### Goal 1
Translate this sentence from the motor accident judgment into Spanish: "The Appellant was the owner of the bus and the bus was insured with Respondent No. 3 Insurance Company."
### Goal 2
Answer these questions from the motor accident judgment.
(a) Between which two places was Respondent No. 1 traveling when the accident happened?
(b) How much compensation did the Tribunal grant to Respondent No. 1?
(c) According to the Appellant's counsel, which RTO later renewed the driving license of Respondent No. 2?

### Selected excerpt
• • • •
These appeals are by the owner of offending vehicle u/s 173 of the Motor Vehicles Act, 1988, challenging the award dated 23rd August, 2006 passed by the learned Additional Motor Accident Claims Tribunal, Jhabua in Claim Case No. 213/05, Claim Case No. 221/05 and Claim Case No. 243/05, by which the Tribunal has awarded the compensation to the claimants and has exonerated the insurance Company on the ground that the driver of the offending vehicle was not having valid licence to drive the vehicle. For the sake of convenience facts of M. A. No. 261/07 have been noted.

The Respondent/claimant had filed the claim petition pleading that on 4th October, 1998, the Respondent No. 1 was going from Jhabua to Thandla, on his scooter, when accident was caused by the bus bearing registration No. M.P. 11-A-3574, which was driven by the Respondent No. 2-Juwan Singh, in a rash and negligent manner. The Appellant was the owner of the bus and the bus was insured with Respondent No. 3 Insurance Company.

The Tribunal by the impugned award granted compensation of Rs. 80,000/- to the Respondent No. 1 alongwith 6% interest from the date of award. The Tribunal found that the Respondent No. 2 was driving the offending bus without any valid licence and there was breach of policy condition, therefore, the Insurance Company was not liable to pay the compensation amount. The Tribunal directed that the Insurance Company will deposit the compensation amount and will be entitled to recover it from the driver and owner of the vehicle. The other claim cases No. 221/ 05 and 243/05, were also decided by the same impugned award on the same terms.

learned Counsel appearing for the Appellant submitted that the Tribunal has committed an error in exonerating the Insurance Company without properly appreciating the driving licence of the Respondent No. 2 and ignoring the fact that the said driving licence was subsequently renewed by the RTO, Dahod and that the Appellant had not caused any wilful breach of policy conditions.

learned Counsel appearing for the Respondent Insurance Company submitted that the finding which has been arrived at by the Motor Accident Claims Tribunal is just and proper and the Insurance Company has rightly been exonerated, since, at the time of accident the driver of the offending bus was not having valid licence to drive the vehicle.

I have heard learned Counsel for the parties and perused the record.
• • • •
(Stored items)
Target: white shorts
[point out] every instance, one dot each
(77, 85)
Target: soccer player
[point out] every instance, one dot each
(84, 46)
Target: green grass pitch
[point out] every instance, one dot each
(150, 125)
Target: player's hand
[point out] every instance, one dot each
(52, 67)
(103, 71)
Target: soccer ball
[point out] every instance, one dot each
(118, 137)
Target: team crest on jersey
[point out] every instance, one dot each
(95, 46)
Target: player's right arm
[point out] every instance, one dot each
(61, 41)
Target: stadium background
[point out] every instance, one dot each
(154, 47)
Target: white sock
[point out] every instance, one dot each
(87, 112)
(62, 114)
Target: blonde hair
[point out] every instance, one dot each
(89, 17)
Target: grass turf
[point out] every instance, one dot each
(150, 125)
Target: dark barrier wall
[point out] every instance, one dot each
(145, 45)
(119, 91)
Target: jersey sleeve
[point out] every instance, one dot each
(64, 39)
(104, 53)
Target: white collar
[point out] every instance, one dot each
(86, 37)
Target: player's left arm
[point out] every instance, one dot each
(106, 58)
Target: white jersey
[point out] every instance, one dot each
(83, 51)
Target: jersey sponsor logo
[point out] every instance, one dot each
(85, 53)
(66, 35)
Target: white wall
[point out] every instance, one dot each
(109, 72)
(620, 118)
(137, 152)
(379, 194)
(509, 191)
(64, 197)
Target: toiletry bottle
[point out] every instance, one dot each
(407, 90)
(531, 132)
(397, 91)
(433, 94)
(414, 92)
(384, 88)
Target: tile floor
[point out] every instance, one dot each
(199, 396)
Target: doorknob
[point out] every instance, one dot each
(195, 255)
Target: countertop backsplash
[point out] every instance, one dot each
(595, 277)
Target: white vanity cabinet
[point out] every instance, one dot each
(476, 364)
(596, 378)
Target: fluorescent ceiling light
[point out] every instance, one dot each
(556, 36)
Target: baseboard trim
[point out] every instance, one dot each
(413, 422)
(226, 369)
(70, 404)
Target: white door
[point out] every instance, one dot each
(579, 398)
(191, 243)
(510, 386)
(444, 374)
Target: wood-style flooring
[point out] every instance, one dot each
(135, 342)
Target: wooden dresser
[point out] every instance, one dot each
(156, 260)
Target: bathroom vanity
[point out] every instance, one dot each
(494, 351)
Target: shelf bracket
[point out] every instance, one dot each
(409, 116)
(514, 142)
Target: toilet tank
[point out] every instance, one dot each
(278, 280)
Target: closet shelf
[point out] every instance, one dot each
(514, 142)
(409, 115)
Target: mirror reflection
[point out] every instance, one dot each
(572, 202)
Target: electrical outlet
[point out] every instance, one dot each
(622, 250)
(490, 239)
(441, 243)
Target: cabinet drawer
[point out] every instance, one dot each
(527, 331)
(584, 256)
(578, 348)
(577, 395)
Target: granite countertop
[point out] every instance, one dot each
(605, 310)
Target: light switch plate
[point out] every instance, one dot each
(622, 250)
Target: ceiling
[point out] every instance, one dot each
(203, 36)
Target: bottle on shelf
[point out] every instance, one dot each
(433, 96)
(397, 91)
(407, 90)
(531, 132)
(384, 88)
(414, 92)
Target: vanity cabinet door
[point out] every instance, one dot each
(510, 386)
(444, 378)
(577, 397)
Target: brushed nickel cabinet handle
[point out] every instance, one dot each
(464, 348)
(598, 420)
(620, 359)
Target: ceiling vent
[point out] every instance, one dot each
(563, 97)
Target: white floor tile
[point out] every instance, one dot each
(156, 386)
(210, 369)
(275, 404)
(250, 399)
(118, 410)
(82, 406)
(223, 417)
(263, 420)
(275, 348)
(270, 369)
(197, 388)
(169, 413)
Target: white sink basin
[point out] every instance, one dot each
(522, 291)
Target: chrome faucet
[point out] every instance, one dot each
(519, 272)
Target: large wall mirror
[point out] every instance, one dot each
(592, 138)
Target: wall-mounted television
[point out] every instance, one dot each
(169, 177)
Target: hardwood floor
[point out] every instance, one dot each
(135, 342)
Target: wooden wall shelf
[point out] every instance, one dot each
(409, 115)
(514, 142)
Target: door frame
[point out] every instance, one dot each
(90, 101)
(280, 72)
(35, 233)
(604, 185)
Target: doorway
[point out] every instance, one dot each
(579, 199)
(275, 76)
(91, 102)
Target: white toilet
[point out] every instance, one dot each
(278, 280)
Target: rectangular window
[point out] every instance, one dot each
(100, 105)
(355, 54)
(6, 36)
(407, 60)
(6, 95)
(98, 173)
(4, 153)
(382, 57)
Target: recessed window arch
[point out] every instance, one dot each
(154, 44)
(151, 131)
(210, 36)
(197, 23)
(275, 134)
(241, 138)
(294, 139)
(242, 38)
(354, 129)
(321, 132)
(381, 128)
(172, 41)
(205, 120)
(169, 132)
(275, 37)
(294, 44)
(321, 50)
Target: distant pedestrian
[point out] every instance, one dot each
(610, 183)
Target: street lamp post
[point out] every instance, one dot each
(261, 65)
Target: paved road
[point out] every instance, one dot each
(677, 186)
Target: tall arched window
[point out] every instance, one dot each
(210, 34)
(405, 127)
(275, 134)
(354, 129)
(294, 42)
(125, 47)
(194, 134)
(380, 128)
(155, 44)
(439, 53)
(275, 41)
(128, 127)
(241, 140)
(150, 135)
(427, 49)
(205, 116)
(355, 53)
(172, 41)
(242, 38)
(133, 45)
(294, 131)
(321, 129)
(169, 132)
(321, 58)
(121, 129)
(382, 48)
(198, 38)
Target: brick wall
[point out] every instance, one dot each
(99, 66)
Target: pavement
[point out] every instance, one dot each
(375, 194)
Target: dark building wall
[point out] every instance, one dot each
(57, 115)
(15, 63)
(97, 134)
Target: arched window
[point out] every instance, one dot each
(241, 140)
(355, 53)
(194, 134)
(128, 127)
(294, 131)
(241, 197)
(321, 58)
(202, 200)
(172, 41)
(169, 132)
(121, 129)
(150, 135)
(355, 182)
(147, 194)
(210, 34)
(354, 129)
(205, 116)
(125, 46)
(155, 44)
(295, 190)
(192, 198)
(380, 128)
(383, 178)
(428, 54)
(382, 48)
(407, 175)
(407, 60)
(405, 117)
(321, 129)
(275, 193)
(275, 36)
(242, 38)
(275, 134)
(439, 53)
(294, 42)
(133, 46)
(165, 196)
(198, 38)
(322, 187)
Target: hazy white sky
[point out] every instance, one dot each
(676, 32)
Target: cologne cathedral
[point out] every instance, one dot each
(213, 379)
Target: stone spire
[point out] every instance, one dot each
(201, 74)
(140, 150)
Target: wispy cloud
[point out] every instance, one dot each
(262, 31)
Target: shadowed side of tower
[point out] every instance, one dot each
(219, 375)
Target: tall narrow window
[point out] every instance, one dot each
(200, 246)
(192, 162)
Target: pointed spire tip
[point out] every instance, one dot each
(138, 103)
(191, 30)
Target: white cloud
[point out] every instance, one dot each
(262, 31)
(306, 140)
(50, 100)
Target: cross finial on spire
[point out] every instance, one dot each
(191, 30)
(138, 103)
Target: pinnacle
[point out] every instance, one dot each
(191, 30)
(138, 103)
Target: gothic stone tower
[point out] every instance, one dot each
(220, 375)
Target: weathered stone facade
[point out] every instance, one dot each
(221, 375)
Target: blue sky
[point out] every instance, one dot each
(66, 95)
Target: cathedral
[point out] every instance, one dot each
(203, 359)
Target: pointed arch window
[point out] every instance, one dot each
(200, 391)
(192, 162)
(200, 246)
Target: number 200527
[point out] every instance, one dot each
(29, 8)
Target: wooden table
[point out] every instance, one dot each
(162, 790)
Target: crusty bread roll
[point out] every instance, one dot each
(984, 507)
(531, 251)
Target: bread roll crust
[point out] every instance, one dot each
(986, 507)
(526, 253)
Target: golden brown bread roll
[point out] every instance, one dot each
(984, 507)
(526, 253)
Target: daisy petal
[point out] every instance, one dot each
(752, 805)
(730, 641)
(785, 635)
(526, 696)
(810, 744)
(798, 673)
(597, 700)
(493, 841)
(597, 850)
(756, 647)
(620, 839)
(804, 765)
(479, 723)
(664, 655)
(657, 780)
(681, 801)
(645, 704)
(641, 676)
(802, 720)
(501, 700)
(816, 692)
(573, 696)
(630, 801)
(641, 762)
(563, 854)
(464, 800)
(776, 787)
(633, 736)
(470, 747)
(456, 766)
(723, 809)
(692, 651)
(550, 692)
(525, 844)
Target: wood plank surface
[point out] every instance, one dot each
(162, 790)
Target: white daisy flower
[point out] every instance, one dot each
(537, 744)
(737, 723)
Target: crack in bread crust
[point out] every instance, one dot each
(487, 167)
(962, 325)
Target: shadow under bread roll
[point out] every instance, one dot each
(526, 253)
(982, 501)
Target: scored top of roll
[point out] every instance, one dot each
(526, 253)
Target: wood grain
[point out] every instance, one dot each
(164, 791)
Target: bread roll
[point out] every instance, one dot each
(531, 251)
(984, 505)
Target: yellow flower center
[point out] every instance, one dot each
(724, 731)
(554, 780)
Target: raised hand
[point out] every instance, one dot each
• • • •
### Task output 1
El apelante era el propietario del autobús y el autobús estaba asegurado con la compañía de seguros recurrida n.º 3.

### Task output 2
(a) From Jhabua to Thandla.
(b) Rs. 80,000/-, along with 6% interest from the date of the award.
(c) The RTO, Dahod.